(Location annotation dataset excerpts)
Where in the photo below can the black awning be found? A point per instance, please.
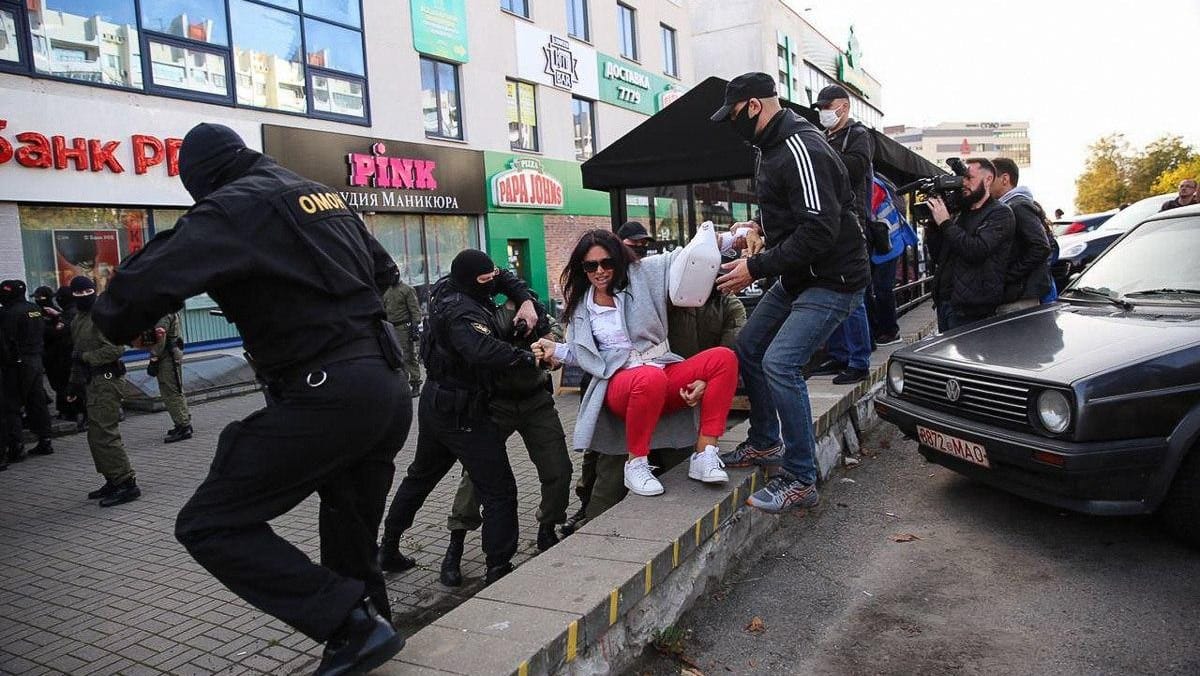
(681, 145)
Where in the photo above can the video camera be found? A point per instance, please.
(948, 187)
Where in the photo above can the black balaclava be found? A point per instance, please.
(11, 292)
(84, 292)
(211, 156)
(467, 265)
(43, 297)
(64, 298)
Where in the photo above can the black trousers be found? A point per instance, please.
(23, 389)
(337, 438)
(442, 438)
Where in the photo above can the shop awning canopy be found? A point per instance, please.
(681, 145)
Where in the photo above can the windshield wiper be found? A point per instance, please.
(1175, 292)
(1097, 293)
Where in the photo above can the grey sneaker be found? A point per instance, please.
(747, 455)
(784, 494)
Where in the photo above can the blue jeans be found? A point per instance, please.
(780, 338)
(851, 341)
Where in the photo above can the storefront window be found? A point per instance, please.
(267, 58)
(203, 21)
(94, 41)
(423, 246)
(333, 47)
(192, 70)
(522, 113)
(583, 117)
(9, 39)
(60, 243)
(439, 99)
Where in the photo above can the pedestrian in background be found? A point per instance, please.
(850, 346)
(1027, 277)
(167, 365)
(96, 376)
(405, 312)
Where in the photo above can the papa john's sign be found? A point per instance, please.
(525, 185)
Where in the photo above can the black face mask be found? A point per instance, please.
(744, 125)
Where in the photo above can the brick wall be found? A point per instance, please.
(562, 233)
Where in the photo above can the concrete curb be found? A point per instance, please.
(592, 603)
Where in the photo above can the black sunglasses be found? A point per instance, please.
(593, 265)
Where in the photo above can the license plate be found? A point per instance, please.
(959, 448)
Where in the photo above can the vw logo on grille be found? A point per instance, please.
(953, 389)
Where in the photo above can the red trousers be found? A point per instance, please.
(642, 394)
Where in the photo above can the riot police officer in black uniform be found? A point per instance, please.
(24, 328)
(463, 348)
(300, 276)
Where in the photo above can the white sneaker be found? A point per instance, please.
(640, 479)
(707, 466)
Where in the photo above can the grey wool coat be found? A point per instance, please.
(645, 310)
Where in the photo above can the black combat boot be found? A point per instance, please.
(102, 491)
(546, 537)
(363, 642)
(125, 491)
(575, 521)
(178, 434)
(497, 572)
(390, 558)
(451, 564)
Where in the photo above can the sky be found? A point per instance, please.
(1074, 70)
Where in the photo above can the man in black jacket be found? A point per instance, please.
(1029, 262)
(850, 346)
(300, 276)
(971, 250)
(815, 246)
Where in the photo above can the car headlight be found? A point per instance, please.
(1073, 250)
(895, 376)
(1054, 411)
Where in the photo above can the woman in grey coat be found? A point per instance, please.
(642, 394)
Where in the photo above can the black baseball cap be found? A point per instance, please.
(743, 88)
(831, 94)
(633, 229)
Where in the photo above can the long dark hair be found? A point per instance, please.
(575, 281)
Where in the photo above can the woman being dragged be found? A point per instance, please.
(641, 395)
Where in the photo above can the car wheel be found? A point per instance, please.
(1181, 509)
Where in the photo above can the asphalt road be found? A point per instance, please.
(993, 584)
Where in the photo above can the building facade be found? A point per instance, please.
(731, 37)
(966, 139)
(445, 124)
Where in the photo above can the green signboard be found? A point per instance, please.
(439, 29)
(624, 85)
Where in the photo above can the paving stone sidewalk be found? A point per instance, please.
(85, 590)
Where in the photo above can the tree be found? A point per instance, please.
(1104, 183)
(1161, 156)
(1169, 181)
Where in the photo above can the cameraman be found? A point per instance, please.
(971, 250)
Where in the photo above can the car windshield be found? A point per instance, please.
(1134, 214)
(1155, 262)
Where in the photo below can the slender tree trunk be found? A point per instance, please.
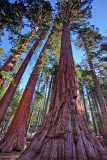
(99, 117)
(100, 97)
(64, 134)
(46, 105)
(92, 115)
(99, 93)
(15, 136)
(6, 99)
(11, 62)
(32, 109)
(85, 108)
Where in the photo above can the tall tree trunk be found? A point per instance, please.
(85, 108)
(11, 62)
(99, 117)
(64, 134)
(46, 105)
(99, 92)
(15, 136)
(33, 106)
(6, 99)
(92, 115)
(100, 97)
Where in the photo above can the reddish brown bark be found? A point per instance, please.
(64, 134)
(15, 136)
(6, 99)
(100, 97)
(11, 62)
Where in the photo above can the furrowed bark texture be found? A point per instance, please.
(15, 136)
(100, 97)
(64, 134)
(6, 99)
(11, 62)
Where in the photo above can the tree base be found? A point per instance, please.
(13, 142)
(64, 136)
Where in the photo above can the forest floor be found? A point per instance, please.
(13, 155)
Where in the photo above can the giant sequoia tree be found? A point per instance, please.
(64, 133)
(89, 39)
(39, 13)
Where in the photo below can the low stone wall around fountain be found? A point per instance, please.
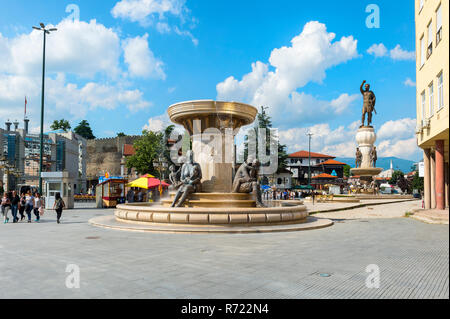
(211, 216)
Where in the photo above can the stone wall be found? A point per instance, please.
(105, 154)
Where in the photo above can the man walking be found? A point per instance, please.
(15, 199)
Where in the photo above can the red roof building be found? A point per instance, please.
(128, 150)
(305, 154)
(324, 175)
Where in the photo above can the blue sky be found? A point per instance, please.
(122, 71)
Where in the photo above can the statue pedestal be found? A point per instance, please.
(213, 152)
(366, 137)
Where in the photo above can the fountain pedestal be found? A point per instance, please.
(212, 126)
(366, 137)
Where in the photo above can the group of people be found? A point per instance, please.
(284, 195)
(27, 203)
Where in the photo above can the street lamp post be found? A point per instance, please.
(309, 134)
(160, 164)
(45, 32)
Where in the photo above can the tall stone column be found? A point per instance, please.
(446, 184)
(366, 137)
(433, 181)
(427, 178)
(439, 175)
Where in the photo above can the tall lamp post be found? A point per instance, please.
(45, 32)
(161, 165)
(309, 134)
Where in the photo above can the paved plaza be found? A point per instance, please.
(412, 258)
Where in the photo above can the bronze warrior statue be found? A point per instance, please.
(373, 157)
(246, 180)
(190, 179)
(358, 158)
(174, 177)
(368, 104)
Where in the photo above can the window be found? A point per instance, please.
(438, 25)
(431, 99)
(423, 105)
(422, 51)
(430, 40)
(440, 80)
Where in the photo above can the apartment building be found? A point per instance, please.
(432, 70)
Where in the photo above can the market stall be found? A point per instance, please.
(110, 193)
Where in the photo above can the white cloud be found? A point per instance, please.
(341, 104)
(77, 53)
(77, 101)
(377, 50)
(311, 53)
(156, 13)
(409, 82)
(141, 60)
(157, 123)
(398, 53)
(406, 148)
(145, 11)
(397, 129)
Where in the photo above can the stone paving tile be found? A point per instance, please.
(412, 256)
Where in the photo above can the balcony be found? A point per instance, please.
(438, 36)
(425, 123)
(419, 129)
(429, 50)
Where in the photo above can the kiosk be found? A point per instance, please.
(110, 192)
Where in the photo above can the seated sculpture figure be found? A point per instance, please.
(246, 180)
(190, 177)
(174, 177)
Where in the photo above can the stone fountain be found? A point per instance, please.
(210, 204)
(366, 154)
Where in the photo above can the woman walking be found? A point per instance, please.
(22, 204)
(38, 206)
(29, 202)
(15, 199)
(5, 206)
(58, 206)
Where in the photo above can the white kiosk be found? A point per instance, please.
(58, 182)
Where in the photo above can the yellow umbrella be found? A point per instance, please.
(141, 182)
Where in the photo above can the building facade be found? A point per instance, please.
(432, 78)
(108, 155)
(62, 152)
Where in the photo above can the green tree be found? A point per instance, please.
(396, 176)
(147, 148)
(264, 121)
(62, 124)
(347, 170)
(83, 129)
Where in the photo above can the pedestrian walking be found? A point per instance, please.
(58, 206)
(38, 207)
(22, 204)
(15, 200)
(29, 202)
(5, 207)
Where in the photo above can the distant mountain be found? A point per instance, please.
(383, 162)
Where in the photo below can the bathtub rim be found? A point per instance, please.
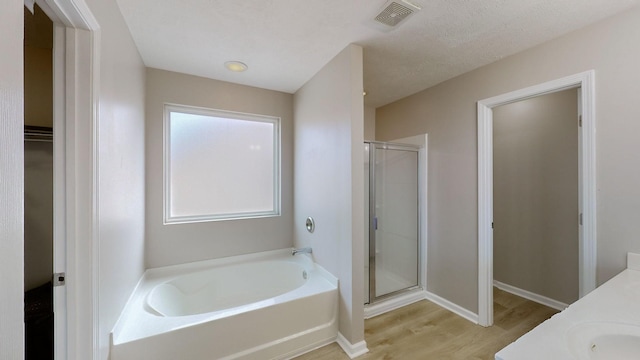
(155, 276)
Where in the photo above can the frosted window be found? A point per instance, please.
(220, 165)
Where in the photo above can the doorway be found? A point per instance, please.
(38, 185)
(535, 197)
(586, 174)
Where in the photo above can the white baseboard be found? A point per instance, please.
(352, 350)
(454, 308)
(393, 303)
(530, 296)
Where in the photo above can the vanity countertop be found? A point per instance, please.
(614, 305)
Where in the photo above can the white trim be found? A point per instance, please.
(393, 303)
(454, 308)
(59, 192)
(587, 256)
(79, 132)
(540, 299)
(352, 350)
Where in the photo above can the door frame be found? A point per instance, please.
(587, 184)
(76, 93)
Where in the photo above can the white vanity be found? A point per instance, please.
(605, 324)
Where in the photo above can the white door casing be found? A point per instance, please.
(587, 184)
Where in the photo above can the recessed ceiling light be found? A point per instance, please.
(236, 66)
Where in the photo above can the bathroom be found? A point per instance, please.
(125, 248)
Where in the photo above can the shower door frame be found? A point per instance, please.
(373, 145)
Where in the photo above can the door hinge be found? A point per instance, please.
(59, 279)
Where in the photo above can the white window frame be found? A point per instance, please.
(168, 218)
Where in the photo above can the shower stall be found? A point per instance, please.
(393, 226)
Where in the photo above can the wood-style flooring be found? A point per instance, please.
(424, 330)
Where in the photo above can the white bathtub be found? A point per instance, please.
(269, 305)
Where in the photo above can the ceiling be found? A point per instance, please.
(286, 42)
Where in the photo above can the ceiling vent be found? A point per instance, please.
(395, 12)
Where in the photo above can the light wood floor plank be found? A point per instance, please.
(424, 330)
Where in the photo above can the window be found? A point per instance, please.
(220, 165)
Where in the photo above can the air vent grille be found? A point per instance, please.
(393, 14)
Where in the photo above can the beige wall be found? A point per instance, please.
(11, 186)
(329, 180)
(181, 243)
(369, 123)
(535, 195)
(448, 113)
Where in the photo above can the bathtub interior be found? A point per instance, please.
(148, 323)
(218, 288)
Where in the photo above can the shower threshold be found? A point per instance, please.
(394, 301)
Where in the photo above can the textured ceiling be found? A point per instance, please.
(286, 42)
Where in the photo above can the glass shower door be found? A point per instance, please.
(393, 222)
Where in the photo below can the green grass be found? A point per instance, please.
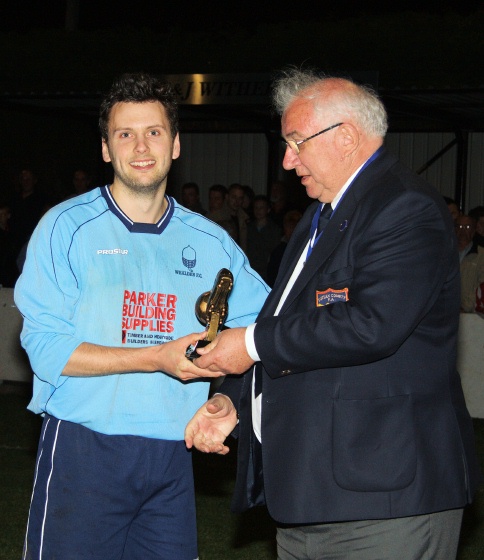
(222, 534)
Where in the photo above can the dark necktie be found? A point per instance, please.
(324, 217)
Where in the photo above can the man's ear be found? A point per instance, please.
(349, 138)
(176, 147)
(105, 151)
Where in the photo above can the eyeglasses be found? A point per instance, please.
(294, 145)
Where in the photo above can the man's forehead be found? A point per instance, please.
(129, 111)
(298, 116)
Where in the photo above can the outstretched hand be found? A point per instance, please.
(227, 354)
(170, 357)
(211, 425)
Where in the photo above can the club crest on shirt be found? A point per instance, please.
(330, 295)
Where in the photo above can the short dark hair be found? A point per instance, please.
(139, 88)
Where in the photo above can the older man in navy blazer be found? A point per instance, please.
(353, 426)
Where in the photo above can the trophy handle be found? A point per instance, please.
(211, 309)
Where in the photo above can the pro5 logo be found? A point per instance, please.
(112, 251)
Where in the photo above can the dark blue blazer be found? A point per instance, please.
(363, 415)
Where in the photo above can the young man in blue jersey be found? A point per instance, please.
(108, 293)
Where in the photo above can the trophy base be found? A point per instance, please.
(192, 353)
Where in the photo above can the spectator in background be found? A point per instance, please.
(290, 221)
(279, 203)
(217, 203)
(239, 217)
(262, 236)
(81, 181)
(8, 267)
(27, 207)
(191, 198)
(248, 204)
(465, 228)
(478, 214)
(453, 207)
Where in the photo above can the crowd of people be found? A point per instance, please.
(260, 224)
(469, 229)
(344, 395)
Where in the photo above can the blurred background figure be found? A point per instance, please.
(239, 217)
(279, 202)
(478, 214)
(248, 204)
(263, 235)
(289, 223)
(217, 207)
(8, 267)
(453, 207)
(465, 228)
(27, 207)
(81, 181)
(190, 198)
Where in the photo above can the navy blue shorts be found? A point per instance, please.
(108, 497)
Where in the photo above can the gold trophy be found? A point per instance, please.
(211, 309)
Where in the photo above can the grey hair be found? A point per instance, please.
(359, 102)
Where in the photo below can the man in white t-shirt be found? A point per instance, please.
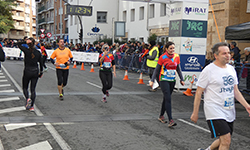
(219, 83)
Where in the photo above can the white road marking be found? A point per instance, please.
(94, 84)
(7, 91)
(4, 85)
(13, 109)
(38, 146)
(14, 126)
(61, 142)
(9, 99)
(196, 126)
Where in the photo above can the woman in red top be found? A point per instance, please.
(169, 63)
(106, 61)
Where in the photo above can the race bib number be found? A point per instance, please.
(169, 73)
(107, 64)
(229, 103)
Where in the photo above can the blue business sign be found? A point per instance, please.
(194, 28)
(192, 62)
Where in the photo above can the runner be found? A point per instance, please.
(219, 83)
(63, 58)
(31, 73)
(169, 63)
(106, 63)
(44, 56)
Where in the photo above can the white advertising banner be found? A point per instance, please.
(77, 56)
(193, 45)
(189, 11)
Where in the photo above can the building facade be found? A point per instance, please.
(24, 16)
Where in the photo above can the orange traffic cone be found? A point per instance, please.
(82, 68)
(141, 80)
(92, 68)
(74, 64)
(126, 75)
(189, 89)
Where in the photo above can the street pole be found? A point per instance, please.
(60, 25)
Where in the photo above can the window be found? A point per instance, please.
(132, 15)
(141, 13)
(163, 9)
(151, 11)
(101, 17)
(124, 16)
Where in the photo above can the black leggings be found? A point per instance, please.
(62, 76)
(167, 89)
(106, 78)
(30, 75)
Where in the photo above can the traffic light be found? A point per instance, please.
(80, 35)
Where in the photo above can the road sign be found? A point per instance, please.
(79, 10)
(42, 35)
(42, 30)
(49, 35)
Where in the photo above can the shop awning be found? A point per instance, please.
(238, 32)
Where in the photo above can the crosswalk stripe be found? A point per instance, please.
(38, 146)
(3, 80)
(7, 91)
(13, 109)
(9, 99)
(14, 126)
(4, 85)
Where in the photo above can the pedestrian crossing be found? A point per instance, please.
(5, 87)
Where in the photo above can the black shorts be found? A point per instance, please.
(220, 127)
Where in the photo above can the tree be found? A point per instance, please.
(6, 20)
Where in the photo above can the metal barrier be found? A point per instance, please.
(131, 62)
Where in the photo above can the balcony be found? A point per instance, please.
(21, 18)
(19, 27)
(41, 9)
(50, 20)
(67, 30)
(18, 8)
(40, 21)
(50, 6)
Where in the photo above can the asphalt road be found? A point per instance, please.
(82, 122)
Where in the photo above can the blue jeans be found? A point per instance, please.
(167, 89)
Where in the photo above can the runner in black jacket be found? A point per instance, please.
(31, 71)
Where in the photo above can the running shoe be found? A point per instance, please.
(104, 100)
(28, 104)
(152, 90)
(162, 119)
(32, 108)
(172, 123)
(61, 97)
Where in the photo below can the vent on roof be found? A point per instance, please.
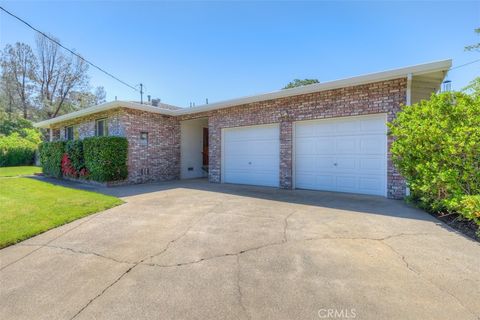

- **Aim of the exercise**:
Show every line of the records that contains the string "coat". Case counts.

- **Exercise answer**:
Where in the photo above can the grey wool coat be found? A point per instance, please.
Where in the photo above can the woman in grey coat be found? A point per instance, please.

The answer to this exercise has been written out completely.